* START *

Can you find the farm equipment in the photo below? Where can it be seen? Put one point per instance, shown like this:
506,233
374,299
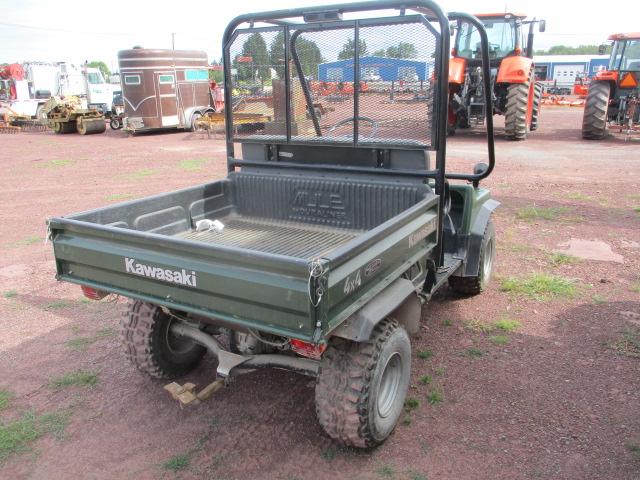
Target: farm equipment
67,116
515,93
317,251
614,93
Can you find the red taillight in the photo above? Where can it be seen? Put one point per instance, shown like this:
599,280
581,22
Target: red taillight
307,349
93,293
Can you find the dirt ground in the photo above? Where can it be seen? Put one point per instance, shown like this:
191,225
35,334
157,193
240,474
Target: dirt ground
550,391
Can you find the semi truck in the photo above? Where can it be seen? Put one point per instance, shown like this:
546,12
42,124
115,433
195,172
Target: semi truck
27,87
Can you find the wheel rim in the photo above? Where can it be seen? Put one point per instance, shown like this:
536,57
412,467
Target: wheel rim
488,260
176,345
389,385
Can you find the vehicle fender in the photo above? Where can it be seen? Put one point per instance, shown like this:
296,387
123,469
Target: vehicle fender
398,300
472,262
606,76
515,70
457,67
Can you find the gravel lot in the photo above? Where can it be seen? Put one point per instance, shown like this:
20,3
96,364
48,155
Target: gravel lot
520,384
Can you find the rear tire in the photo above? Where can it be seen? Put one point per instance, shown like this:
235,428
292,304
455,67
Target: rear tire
144,331
537,104
594,121
515,117
361,387
475,285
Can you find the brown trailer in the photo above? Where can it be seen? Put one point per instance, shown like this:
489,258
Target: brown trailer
163,89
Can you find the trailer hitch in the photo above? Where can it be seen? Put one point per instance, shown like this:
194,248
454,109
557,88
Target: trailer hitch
186,394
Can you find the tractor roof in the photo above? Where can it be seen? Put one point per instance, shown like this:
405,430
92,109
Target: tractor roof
625,36
501,15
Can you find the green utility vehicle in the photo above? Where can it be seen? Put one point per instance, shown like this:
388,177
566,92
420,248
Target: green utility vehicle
317,251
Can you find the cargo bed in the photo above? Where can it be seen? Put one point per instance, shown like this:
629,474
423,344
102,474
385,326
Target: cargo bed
256,272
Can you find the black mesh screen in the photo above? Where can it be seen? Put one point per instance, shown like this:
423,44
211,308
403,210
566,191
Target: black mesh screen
392,104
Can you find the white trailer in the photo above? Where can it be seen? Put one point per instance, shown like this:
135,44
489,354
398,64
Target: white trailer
44,80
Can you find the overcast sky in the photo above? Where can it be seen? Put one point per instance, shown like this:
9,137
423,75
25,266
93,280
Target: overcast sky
75,31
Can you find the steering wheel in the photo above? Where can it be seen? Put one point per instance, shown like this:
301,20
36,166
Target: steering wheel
374,124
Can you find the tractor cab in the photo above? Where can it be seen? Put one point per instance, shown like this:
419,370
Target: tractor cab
503,32
614,93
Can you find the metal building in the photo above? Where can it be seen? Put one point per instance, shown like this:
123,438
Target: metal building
163,88
375,69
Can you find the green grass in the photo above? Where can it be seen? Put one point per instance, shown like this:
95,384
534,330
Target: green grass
435,397
629,343
177,462
425,354
5,398
386,471
533,213
479,326
17,435
417,476
57,163
540,286
118,196
556,259
77,378
598,299
193,164
507,324
499,339
82,343
474,352
139,174
411,404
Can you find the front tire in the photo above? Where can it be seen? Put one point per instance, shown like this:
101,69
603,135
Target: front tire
151,347
361,387
478,283
594,121
517,112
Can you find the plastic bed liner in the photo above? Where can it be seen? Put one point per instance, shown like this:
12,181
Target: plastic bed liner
280,237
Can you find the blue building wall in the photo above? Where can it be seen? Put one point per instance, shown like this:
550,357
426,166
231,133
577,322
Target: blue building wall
389,69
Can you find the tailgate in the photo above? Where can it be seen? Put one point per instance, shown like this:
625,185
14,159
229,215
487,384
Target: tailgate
265,291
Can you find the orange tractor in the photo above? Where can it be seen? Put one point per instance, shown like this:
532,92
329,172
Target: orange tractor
614,93
516,95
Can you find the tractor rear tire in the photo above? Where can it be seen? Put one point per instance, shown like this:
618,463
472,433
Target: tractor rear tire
475,285
537,103
594,121
150,346
515,116
361,387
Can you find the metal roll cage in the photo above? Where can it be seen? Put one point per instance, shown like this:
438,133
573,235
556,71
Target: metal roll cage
424,7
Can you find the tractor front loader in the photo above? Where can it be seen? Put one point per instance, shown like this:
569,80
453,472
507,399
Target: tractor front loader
515,94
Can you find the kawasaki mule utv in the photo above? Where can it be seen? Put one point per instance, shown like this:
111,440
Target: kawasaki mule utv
317,251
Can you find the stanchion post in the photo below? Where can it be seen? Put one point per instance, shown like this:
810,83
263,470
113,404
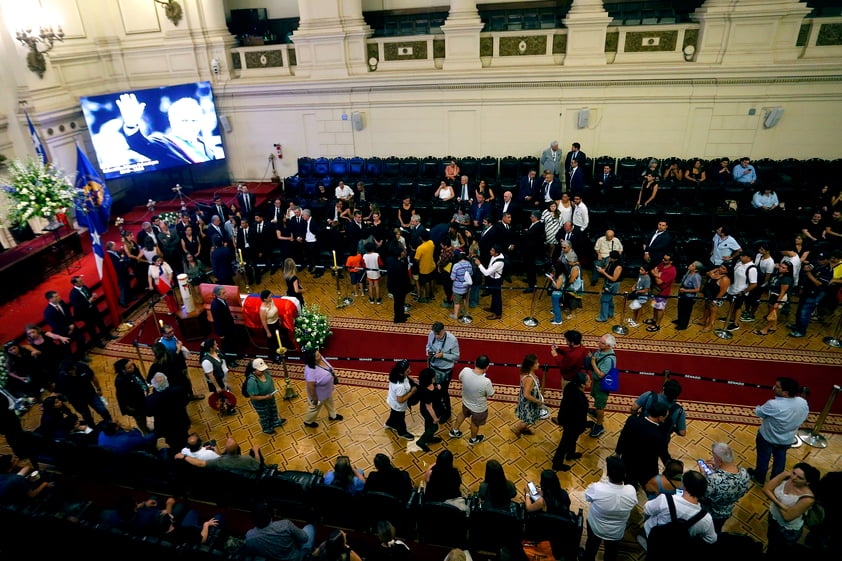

* END *

- **AIM OF THE TASK**:
Work out how many lines in the rows above contain the string "cage", treating uppercase and lowercase as different. Reply with that number only.

- **TASK ANSWER**:
2